The input:

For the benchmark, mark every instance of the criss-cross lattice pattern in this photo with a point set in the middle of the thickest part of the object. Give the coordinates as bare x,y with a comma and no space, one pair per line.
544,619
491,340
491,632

--

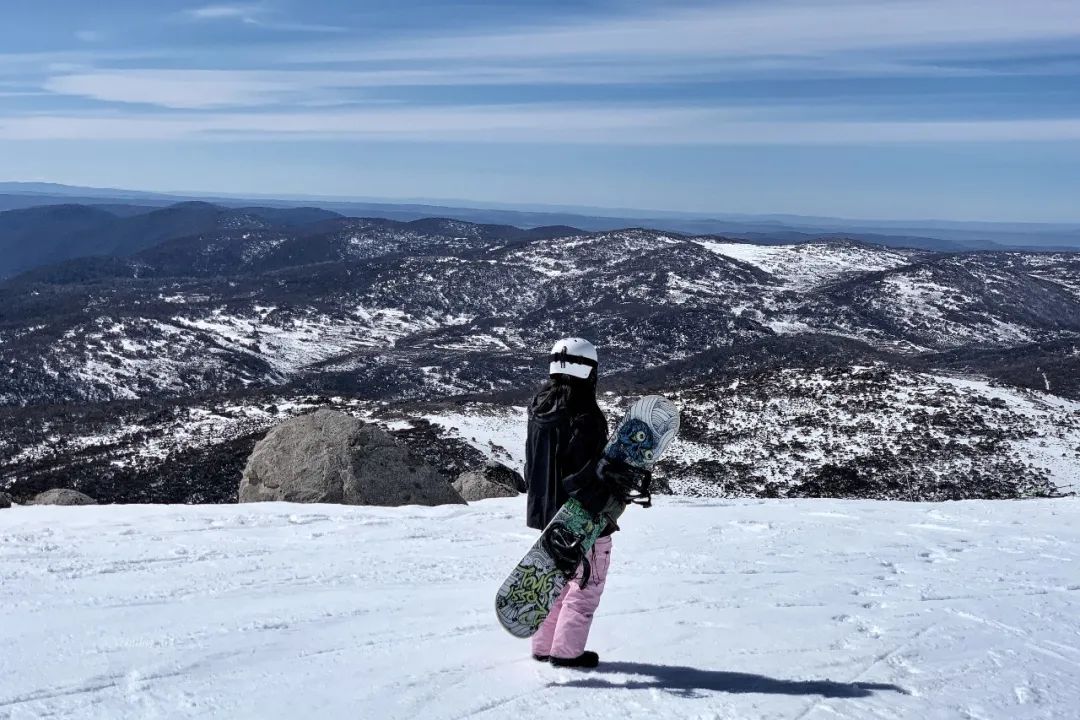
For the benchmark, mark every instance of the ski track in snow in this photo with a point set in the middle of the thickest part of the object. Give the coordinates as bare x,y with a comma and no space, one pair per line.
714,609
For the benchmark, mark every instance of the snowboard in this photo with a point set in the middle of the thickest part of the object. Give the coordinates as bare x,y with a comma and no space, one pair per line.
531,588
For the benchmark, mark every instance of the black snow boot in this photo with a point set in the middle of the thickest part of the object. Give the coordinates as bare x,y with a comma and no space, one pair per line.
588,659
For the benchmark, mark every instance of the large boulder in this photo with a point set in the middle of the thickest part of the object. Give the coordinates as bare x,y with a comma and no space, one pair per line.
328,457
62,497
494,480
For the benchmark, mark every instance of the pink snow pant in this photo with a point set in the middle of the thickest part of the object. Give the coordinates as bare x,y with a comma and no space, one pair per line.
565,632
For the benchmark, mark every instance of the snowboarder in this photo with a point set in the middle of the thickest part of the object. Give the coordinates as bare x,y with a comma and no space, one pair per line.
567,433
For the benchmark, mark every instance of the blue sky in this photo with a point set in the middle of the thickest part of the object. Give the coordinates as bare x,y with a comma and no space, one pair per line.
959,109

--

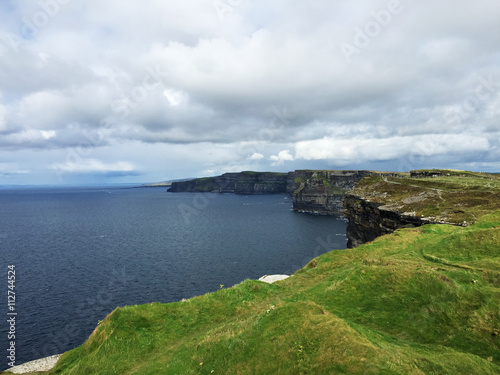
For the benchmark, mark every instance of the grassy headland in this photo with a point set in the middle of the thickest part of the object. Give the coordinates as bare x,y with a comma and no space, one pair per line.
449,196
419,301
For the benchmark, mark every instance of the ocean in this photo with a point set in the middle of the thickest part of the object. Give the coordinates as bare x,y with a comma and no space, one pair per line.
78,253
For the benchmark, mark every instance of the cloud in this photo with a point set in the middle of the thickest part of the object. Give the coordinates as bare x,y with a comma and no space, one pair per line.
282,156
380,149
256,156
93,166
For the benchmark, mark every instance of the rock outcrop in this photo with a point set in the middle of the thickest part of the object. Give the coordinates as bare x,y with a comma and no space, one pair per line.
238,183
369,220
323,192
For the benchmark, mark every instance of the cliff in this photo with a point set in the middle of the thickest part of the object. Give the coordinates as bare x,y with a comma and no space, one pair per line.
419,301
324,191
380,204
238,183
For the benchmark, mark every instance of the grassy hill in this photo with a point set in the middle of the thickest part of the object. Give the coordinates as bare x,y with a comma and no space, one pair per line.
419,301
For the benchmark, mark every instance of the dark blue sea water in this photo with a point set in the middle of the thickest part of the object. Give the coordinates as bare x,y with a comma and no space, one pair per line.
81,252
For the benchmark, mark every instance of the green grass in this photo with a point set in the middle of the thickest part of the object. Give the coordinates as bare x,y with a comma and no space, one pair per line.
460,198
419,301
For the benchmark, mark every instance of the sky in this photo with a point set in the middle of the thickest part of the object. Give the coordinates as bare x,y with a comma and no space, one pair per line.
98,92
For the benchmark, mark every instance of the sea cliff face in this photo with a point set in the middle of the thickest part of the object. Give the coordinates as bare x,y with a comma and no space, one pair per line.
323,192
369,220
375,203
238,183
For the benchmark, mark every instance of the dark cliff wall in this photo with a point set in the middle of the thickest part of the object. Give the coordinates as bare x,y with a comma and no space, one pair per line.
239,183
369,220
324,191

What the exercise asks: Please show, copied in full, each line of the rows above that contains the word "cliff".

Exercise answer:
For the benchmark, mark every instance of the cliff in this photo with a point set in the middle of the thickest part of the object. Give the coordinates as bare x,y with a comma and no space, one pair per line.
For the benchmark, mark every instance of the sea cliff face in this photo with a point set in the middle of the thickest part of the object. Give the coordinates as bare x,y with a comma and no space, one pair per line.
For the benchmark, mark every instance of the dark cliff wall in this photo with a point set in the middle of the thickest part of the object. Give the coordinates as bare x,y with a comma and no space, one pair per line.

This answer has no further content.